→ Exercise task A
From the 529 plan discussion, list every calendar year it mentions.
→ Exercise task B
Translate this sentence from the 529 plan discussion into Spanish: "I’d like to get that money out without penalty or taxes."
→ Exercise task C
Please carry on the 529 plan discussion from the point where it stops.

→ Document segment
◇ ◇ ◇ ◇

When DD1 went away to college in 2010, I paid the university (tuition, room and board) directly out of the 529 account. I also paid myself back out of the 529 for the actual money I gave her to buy books. But just now I realized that qualified education expenses add up to those two things, plus the LOANS! But I since I didn’t know that, I didn’t pull that portion of money out at the time. I did pull out money equal to the grants (and paid taxes on the gains for those amounts).
Now I’m wondering what to do. I still have quite a bit of money in there, and she’s graduated and working. I’d like to get that money out without penalty or taxes. Is doing these transactions in a later tax year okay?
For example, Tuition, Room and Board was, say $25K. Grants were 7K, Loans were 3K. So I paid the university’s bill ($15K) directly out of the 529 account. But QEE was $18K, so I missed out on the 3K from the loans.
No. Too late for DD1 unless she goes back to school. If you own the 529, you could change the beneficiary to a qualifying family member (even yourself). Why were loans taken out if there were sufficient funds in the 529?
Did you claim the AOTC on up to $4000 of loans used for QEE each year for 4 years (or was AGI too high)?
Thanks for the reply.
That’s my way for the kids to have skin in the game; I don’t think they should have education handed to them on a silver platter. They also had to earn their own pocket money.
If she goes back to school, will that open up all the previous years’ QEE that didn’t get utilized?
I do own the 529, and have DD2 currently in college. I’m plan to take advantage of the full QEE for her (including the loans).
Maybe by the time your daughter is 30 she will have a baby and 529 balance can be switched to her child.
You said this is DD1, are there other children in college or high school now?
There was way more qualified education expenses beyond $4000 in all years. In other words, my checks to the university added up to way more than $4000/year. In 2010, 2011 and 2012, I had $1500 in line 49 of the 1040. In 2013 I had $3000 (with two kids in school).

◇ ◇ ◇ ◇

→ Data extract
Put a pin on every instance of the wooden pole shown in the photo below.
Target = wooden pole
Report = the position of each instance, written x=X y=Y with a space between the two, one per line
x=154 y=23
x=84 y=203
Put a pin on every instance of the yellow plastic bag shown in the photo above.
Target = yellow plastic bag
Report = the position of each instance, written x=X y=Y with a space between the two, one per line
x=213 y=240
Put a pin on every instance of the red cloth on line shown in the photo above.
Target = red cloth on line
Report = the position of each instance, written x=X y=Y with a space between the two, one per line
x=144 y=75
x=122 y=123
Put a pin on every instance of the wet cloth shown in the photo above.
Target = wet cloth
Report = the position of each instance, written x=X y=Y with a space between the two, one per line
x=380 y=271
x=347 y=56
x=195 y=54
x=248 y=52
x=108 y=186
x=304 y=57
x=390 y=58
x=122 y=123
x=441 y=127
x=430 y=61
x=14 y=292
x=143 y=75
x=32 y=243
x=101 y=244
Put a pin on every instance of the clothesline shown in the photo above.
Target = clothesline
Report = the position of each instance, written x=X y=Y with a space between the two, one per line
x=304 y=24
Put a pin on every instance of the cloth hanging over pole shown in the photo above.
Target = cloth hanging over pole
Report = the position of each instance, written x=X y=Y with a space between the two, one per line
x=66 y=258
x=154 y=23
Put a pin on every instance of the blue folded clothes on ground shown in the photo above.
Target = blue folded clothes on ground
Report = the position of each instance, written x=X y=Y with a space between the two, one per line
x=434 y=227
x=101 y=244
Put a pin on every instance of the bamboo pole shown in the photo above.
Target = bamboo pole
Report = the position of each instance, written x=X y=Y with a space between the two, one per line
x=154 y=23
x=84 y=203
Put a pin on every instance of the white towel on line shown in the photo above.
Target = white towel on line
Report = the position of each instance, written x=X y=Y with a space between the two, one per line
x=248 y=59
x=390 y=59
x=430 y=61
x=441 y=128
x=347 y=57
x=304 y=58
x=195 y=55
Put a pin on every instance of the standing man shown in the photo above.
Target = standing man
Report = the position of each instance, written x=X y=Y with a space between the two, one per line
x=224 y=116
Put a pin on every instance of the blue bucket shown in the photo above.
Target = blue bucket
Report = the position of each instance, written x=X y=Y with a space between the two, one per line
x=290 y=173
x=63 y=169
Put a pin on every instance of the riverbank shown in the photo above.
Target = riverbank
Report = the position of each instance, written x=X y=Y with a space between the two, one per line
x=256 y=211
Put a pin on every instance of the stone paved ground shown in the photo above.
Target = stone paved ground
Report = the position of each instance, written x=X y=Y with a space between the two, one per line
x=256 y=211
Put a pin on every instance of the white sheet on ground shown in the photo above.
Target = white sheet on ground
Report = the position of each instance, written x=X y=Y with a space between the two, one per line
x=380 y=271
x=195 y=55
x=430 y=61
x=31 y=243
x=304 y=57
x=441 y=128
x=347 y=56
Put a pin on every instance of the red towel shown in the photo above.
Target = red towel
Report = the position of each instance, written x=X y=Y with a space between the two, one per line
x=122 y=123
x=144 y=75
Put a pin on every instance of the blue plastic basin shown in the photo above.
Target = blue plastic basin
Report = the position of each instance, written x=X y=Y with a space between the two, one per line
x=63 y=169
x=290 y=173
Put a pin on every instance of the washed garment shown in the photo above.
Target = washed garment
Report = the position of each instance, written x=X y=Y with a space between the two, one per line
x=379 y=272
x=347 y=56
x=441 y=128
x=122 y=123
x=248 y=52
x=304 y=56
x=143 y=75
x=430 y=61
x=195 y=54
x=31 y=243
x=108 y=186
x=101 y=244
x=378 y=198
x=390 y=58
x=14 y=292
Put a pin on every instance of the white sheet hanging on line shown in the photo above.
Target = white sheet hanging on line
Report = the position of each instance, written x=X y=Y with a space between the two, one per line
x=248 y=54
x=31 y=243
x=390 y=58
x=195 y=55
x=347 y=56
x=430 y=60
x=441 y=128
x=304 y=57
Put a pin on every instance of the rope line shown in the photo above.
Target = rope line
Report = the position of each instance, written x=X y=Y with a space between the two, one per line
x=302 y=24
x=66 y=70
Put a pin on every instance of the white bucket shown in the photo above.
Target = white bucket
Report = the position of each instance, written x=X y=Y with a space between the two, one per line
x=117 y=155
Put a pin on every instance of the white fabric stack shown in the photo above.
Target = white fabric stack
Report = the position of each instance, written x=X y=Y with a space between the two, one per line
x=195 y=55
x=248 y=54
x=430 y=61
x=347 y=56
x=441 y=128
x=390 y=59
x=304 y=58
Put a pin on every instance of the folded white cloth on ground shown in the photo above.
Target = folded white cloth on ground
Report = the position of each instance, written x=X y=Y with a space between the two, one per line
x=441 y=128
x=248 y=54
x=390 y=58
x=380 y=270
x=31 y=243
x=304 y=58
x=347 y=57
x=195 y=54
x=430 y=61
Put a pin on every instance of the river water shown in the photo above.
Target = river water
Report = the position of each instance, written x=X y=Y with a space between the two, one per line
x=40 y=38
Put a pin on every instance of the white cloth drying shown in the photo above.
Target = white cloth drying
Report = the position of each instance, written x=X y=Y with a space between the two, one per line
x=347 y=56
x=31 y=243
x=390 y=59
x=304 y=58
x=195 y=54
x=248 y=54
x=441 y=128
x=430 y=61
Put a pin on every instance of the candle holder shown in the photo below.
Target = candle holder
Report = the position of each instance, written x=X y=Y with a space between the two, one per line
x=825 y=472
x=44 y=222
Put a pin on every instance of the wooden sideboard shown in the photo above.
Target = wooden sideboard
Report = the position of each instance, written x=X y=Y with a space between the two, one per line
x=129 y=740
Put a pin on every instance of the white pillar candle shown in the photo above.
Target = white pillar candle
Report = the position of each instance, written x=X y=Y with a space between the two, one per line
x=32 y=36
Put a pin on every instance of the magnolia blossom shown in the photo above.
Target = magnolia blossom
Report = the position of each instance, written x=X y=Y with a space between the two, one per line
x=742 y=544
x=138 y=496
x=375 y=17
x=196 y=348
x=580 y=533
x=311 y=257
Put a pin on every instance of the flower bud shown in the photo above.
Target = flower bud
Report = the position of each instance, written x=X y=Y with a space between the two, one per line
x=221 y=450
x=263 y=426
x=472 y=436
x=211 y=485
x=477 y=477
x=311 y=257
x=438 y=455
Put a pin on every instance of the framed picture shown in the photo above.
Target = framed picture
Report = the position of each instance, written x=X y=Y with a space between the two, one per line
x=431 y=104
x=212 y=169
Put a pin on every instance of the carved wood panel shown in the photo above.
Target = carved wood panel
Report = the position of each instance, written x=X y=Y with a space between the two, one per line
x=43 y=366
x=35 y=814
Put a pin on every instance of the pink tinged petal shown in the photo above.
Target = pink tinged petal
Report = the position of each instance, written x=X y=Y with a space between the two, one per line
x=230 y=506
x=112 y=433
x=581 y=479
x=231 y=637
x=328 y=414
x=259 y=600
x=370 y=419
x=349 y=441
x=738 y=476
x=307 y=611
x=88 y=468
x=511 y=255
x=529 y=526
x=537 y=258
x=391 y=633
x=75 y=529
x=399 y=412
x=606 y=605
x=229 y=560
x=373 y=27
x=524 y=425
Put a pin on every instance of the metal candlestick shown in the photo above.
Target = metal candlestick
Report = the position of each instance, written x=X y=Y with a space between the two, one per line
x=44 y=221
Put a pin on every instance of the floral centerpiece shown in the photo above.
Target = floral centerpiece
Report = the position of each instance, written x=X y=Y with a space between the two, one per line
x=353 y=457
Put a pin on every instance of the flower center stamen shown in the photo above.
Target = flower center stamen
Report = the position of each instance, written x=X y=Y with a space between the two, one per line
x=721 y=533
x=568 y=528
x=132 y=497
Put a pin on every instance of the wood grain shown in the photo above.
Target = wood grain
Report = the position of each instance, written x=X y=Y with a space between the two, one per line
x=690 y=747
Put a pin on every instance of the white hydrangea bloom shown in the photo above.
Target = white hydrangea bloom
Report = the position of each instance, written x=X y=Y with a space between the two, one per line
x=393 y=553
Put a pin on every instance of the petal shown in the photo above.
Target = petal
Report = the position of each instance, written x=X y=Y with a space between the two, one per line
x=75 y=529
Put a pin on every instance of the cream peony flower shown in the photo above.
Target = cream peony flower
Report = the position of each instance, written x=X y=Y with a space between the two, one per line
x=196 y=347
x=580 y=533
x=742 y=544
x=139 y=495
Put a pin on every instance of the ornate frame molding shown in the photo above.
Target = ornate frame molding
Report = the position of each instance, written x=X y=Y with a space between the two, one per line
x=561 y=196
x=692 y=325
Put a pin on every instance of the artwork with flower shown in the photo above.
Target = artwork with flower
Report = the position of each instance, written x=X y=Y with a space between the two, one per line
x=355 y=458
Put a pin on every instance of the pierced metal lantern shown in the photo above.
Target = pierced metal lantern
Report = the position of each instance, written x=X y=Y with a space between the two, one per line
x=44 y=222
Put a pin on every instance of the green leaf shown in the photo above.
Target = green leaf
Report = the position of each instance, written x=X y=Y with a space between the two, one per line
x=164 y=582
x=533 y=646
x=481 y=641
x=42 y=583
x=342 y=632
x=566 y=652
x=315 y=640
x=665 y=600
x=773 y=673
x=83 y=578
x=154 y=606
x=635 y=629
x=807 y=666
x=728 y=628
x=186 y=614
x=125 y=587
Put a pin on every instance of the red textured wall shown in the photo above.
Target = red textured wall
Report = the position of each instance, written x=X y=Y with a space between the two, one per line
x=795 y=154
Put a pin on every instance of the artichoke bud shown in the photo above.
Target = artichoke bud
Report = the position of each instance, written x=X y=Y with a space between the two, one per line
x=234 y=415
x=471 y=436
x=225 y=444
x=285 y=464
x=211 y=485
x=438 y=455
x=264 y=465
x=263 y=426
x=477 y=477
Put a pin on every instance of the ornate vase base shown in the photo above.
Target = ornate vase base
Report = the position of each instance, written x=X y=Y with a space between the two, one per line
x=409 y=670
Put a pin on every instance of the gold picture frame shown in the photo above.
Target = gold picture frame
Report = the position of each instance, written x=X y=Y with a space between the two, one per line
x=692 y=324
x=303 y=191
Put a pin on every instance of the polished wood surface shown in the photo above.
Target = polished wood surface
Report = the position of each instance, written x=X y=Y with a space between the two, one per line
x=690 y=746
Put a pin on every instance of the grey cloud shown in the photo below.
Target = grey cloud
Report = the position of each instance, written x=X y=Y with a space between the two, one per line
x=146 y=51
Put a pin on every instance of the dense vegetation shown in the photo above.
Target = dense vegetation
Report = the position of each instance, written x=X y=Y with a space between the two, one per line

◇ ◇ ◇ ◇

→ Right answer A
2010, 2011, 2012, 2013

→ Right answer B
Me gustaría sacar ese dinero sin penalización ni impuestos.

→ Right answer C
No, your D going back to school won’t open past expenses. Distributions have to be taken in the same year as the expenses are paid.
I haven’t crunched your numbers but you didn’t double-dip did you? Using expenses paid with 529 money to claim the AOTC? Or was that why you didn’t take distributions for the loan amounts?
Okay… do I understand this right? You had your kid take out loans, and then you got the tax benefit from the growth of the money in the 529 but do not intend to pay off the loan (and never did intend to)? My sympathy level is low…
It sounds like you outsmarted yourself. You can always change the beneficiary of the 529 to DD2, if she needs extra money for college. Or, as Madison85 has suggested, save the 529 for any future children that DD1 might have.
What were the loans used for? If it was for spending money, it’s not QEE and you couldn’t have repaid yourself with that money anyway. If it was for tuition, then yes, you missed the reimbursement window, which is only the tax year the expenses were incurred.
Your checks to the university were higher than $4000, but that $4000 had to be from non-benefitted funds, non-529 funds. If you paid the university $15000 but reimbursed yourself $15000, you’ve paid no OOP. and shouldn’t take the AOTC.
The money in the 529 never would have lasted four years without the loans, given that my elder daughter selected a private school. She ran the account dry, so got the benefit of every dollar in her 529. So how does that square with the “quite a bit of money in there”? Well, I left out the part that my younger daughter (3 years younger), starting with the same balance, selected a state school, and so is projected to have a large excess. So now the exercise I’m working on is to manage beneficiaries and pull out (tax free) money equal to the loans, and pull out (tax on gains, no penalty) money equal to the scholarships and grants, all to avoid the penalty.
Oh, and I’m only trying to get the money out efficiently for the benefit of my younger daughter. She would like the money for a downpayment on a house and to get a car, but said she’d rather leave it for her kids than pay a penalty.
Is that in an IRS publication somewhere? How is that worded (so I can find it)?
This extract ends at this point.